Data listing
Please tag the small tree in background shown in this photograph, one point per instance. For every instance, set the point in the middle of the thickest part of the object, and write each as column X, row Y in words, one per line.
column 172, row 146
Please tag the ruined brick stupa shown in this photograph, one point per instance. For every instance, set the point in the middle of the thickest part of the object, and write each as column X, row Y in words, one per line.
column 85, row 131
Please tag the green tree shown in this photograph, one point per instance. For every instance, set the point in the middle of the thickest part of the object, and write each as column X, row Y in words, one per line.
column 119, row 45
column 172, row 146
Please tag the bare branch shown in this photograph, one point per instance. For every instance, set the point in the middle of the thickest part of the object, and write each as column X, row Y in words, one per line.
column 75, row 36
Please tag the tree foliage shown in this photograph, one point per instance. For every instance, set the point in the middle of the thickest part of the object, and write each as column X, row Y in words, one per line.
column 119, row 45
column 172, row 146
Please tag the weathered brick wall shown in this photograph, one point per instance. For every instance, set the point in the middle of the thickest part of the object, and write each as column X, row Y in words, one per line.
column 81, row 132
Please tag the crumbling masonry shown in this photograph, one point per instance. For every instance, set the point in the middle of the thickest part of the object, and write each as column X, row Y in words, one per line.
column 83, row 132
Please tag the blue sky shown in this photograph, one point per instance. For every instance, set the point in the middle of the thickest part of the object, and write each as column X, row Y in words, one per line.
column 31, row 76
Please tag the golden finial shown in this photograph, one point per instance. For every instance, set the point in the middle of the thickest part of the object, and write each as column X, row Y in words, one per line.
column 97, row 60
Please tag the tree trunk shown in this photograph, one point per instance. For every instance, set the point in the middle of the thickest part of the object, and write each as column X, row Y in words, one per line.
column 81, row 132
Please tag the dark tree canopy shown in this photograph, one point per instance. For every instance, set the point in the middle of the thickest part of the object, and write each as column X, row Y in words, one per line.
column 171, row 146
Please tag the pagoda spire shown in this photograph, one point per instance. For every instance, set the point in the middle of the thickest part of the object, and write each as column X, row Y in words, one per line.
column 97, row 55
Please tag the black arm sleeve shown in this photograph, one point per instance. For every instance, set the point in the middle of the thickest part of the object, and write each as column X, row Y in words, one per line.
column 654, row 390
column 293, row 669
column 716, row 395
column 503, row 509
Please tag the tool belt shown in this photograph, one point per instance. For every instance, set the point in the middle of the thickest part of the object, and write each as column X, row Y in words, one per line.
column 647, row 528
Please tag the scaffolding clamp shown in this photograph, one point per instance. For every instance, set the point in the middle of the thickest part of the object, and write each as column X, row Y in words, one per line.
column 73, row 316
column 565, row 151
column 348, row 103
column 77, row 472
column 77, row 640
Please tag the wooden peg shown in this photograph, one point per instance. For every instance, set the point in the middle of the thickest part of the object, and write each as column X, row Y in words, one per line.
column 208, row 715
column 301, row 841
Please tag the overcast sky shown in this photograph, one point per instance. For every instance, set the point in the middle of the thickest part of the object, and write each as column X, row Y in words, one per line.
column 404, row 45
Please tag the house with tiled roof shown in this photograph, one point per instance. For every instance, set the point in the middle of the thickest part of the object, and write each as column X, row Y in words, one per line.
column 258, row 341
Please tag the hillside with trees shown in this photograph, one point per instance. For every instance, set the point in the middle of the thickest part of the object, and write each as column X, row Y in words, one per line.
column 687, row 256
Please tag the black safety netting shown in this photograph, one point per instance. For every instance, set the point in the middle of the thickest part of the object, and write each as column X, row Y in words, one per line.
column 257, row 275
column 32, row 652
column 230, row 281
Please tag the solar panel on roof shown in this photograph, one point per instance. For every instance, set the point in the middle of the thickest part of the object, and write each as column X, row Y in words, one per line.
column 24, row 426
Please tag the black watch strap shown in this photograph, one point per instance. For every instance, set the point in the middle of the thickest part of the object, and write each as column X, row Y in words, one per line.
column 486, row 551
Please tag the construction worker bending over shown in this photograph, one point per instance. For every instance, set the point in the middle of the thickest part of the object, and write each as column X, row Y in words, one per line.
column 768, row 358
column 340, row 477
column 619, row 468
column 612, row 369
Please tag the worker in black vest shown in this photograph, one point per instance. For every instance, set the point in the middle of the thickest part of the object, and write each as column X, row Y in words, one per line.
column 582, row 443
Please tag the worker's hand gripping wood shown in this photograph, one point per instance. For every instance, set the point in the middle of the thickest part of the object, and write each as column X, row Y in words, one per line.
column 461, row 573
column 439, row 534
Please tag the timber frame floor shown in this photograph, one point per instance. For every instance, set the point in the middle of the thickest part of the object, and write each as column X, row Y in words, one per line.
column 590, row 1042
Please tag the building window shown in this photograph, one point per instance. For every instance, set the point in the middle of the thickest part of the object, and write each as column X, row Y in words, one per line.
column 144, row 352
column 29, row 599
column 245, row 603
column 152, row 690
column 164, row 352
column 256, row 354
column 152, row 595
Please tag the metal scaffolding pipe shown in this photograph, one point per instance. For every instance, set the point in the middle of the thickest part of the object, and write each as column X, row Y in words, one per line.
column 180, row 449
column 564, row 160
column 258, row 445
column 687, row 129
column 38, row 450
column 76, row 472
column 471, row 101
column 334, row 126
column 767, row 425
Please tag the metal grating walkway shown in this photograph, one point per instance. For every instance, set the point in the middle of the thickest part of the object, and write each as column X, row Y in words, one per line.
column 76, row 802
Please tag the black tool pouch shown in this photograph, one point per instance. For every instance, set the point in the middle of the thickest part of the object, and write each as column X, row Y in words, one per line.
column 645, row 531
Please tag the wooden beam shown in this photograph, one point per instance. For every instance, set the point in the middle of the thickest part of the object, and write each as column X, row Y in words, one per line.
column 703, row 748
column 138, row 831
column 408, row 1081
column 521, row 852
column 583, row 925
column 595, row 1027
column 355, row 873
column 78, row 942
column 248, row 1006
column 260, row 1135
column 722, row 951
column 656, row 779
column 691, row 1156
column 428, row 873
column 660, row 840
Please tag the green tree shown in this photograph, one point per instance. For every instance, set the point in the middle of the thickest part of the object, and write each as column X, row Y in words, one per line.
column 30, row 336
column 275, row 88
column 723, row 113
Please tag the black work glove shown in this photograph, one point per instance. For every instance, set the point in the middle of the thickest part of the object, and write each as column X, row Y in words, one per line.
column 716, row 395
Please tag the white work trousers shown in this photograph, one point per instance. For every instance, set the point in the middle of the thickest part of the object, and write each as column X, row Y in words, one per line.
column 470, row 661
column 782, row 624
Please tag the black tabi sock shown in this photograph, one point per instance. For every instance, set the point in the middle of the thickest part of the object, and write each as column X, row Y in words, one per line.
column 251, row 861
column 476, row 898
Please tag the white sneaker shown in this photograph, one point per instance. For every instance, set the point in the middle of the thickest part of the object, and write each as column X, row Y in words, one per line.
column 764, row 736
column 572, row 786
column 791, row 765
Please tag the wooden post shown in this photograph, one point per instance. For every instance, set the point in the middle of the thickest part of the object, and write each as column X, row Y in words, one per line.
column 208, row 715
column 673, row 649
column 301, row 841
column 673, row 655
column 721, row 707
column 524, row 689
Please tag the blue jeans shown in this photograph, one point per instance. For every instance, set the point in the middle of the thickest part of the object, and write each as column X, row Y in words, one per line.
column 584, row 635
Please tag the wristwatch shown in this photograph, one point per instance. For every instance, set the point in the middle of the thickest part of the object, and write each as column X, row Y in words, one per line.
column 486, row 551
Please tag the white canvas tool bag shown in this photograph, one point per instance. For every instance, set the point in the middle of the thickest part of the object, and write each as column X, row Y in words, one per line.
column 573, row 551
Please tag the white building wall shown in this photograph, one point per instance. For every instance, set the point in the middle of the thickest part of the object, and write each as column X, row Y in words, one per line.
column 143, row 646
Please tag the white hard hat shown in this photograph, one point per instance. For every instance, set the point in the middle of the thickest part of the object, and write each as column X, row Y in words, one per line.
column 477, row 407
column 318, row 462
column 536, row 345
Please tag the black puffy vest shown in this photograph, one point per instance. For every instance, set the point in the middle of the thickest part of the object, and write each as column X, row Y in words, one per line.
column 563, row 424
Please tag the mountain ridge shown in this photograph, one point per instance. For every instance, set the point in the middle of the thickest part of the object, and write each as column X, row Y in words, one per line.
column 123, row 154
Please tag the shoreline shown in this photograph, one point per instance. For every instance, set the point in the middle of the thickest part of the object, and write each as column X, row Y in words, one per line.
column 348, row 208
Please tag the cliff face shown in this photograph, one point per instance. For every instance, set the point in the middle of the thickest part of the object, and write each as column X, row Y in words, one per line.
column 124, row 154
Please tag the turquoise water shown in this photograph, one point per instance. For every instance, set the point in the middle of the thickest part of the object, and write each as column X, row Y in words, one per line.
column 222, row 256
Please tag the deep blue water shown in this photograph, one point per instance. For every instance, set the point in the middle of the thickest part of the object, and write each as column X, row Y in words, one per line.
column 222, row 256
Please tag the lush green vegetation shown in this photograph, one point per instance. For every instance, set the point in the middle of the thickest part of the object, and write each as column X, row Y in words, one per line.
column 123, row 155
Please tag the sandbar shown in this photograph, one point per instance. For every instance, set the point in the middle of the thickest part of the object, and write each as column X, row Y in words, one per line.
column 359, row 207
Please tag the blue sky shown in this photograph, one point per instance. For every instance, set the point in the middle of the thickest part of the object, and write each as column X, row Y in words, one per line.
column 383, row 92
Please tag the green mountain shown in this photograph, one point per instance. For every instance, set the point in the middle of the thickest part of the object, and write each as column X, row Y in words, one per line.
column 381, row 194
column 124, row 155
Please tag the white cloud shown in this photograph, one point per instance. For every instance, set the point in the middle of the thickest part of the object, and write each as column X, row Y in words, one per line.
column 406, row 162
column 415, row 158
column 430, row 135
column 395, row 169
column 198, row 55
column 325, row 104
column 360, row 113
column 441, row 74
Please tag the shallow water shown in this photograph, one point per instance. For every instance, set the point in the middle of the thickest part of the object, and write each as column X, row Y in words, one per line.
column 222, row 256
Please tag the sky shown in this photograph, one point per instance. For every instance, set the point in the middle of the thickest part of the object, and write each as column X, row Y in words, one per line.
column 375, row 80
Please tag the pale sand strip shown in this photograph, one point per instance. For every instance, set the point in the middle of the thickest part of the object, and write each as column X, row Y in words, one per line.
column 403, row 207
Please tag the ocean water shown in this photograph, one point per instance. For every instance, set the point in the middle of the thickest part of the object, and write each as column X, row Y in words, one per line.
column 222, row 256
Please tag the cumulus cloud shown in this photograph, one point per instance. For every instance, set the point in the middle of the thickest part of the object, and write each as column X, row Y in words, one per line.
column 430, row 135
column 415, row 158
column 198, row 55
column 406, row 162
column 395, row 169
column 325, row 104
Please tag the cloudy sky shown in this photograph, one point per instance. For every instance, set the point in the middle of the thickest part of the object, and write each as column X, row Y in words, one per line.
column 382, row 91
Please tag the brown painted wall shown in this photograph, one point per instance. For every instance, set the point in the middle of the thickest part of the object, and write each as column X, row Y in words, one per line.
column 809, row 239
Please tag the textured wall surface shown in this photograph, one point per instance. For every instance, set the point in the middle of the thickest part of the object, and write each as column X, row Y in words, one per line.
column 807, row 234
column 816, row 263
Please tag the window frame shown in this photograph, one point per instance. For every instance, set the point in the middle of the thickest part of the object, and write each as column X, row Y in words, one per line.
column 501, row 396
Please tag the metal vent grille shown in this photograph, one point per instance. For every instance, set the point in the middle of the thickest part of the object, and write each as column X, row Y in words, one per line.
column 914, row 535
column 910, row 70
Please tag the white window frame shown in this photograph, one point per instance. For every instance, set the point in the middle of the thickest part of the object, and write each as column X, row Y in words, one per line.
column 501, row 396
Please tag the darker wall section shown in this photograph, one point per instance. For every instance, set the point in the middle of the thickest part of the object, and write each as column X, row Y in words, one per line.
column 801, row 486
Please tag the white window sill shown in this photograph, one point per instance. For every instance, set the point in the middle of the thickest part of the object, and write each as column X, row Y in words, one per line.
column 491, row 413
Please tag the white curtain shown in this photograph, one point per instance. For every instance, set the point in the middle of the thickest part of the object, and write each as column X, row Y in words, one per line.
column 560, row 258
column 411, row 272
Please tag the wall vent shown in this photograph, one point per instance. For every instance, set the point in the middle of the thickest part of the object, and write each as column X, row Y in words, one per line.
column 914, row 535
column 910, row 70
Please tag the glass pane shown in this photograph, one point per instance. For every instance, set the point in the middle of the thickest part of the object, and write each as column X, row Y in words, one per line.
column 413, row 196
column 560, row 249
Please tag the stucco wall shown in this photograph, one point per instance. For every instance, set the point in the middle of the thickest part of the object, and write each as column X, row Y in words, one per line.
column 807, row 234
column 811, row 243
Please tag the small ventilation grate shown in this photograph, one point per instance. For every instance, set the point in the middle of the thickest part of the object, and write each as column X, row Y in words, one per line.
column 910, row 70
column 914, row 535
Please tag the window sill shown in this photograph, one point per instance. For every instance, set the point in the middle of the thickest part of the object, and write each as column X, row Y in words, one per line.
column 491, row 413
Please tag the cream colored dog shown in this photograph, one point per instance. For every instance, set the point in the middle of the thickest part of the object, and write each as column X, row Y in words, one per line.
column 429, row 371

THE TASK → Rewrite the lines from the line with "Please tag the white hard" to the line with "column 359, row 207", changing every "thickest part" to "widest part" and leaving everything else as it is.

CORRECT OUTPUT →
Please tag the white hard hat shown in this photograph, one point per instance. For every instance, set the point in the middle of the widest part of the object, and write each as column X, row Y in words, one per line.
column 477, row 407
column 318, row 462
column 536, row 345
Please tag the black puffy vest shown in this photograph, one point per instance. For every instance, set the point in the middle of the widest part of the object, and write each as column X, row Y in words, one per line.
column 563, row 424
Please tag the mountain ridge shown in this photograph, one point per instance. For every instance, set the point in the middle of the widest part of the object, and write each as column X, row Y in words, one per line.
column 123, row 154
Please tag the shoreline shown in this photograph, one point per instance. For every instance, set the point in the middle of the widest part of the object, and write each as column X, row Y in words, one per line.
column 348, row 208
Please tag the cliff face shown in this photograph, one point per instance. For every instance, set the point in the middle of the widest part of the object, and write each as column X, row Y in words, one per line.
column 124, row 154
Please tag the turquoise water shown in this photograph, one point per instance. For every instance, set the point in the middle of the widest part of the object, and write each as column X, row Y in words, one per line.
column 222, row 256
Please tag the deep blue water shown in this photograph, one point per instance. For every instance, set the point in the middle of the widest part of the object, and write each as column X, row Y in words, one per line.
column 222, row 256
Please tag the lush green vegetation shown in this photograph, one point per instance. For every instance, set the point in the middle of the widest part of the object, and write each as column X, row Y in words, one per line.
column 123, row 155
Please tag the sandbar shown in this photograph, one point per instance. For every instance, set the point in the middle of the widest part of the object, and write each as column X, row Y in words, one per line.
column 359, row 207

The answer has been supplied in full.